> **EXTRACT**
** start **
# hunting chukar in skull valley/grantsville



## sanur (Dec 11, 2019)

Never hunted chukar before. I see that utah dwr has guzzlers on the mountain range between grantsville and skull valley. Anybody ever taken chukar in this area and what side is best to enter from? Thanks.


----------



## AF CYN (Mar 19, 2009)

I've never been out there, but finding guzzlers is a good sign.


----------



## Ray (May 10, 2018)

First chukar I ever killed was in grantsville


----------



## MooseMeat (Dec 27, 2017)

There’s easier places to kill chukars. That mountain range isn’t one of those places


----------



## 7mm Reloaded (Aug 25, 2015)

I see them almost every time I go target shooting there.


----------



## Critter (Mar 20, 2010)

7MM RELOADED said:


> I see them almost every time I go target shooting there.


Cuckars are like forest grouse.

They are all over the place until you plan on going to hunt them.


----------



## Wire (Nov 2, 2017)

MooseMeat said:


> There's easier places to kill chukars. That mountain range isn't one of those places


+10


----------



## sanur (Dec 11, 2019)
** end **
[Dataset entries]
** start **
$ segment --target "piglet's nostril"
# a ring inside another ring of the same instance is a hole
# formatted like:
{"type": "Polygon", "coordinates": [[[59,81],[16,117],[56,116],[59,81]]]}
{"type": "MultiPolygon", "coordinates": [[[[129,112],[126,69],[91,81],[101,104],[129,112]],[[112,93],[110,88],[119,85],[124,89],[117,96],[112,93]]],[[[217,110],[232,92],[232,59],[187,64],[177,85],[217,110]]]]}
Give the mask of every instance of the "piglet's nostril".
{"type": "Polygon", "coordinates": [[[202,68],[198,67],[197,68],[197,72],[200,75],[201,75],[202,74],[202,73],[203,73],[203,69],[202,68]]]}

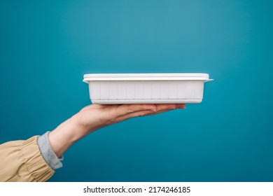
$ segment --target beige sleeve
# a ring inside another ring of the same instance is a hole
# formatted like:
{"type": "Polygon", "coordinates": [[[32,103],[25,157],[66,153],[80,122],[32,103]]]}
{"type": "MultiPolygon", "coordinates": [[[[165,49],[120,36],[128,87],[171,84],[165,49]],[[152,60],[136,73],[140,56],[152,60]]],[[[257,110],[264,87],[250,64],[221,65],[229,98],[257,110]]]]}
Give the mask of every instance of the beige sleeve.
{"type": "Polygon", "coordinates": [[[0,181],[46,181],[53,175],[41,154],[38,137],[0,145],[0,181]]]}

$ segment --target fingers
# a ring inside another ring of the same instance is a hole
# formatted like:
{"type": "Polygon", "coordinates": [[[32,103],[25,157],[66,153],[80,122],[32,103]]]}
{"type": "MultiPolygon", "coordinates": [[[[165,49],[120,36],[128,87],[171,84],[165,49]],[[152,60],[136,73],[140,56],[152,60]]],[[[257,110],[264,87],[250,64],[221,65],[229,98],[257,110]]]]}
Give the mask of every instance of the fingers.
** end **
Copy out the chukar hunting thread word for word, everything from "Never hunted chukar" down to "(Mar 19, 2009)".

Never hunted chukar before. I see that utah dwr has guzzlers on the mountain range between grantsville and skull valley. Anybody ever taken chukar in this area and what side is best to enter from? Thanks.


----------



## AF CYN (Mar 19, 2009)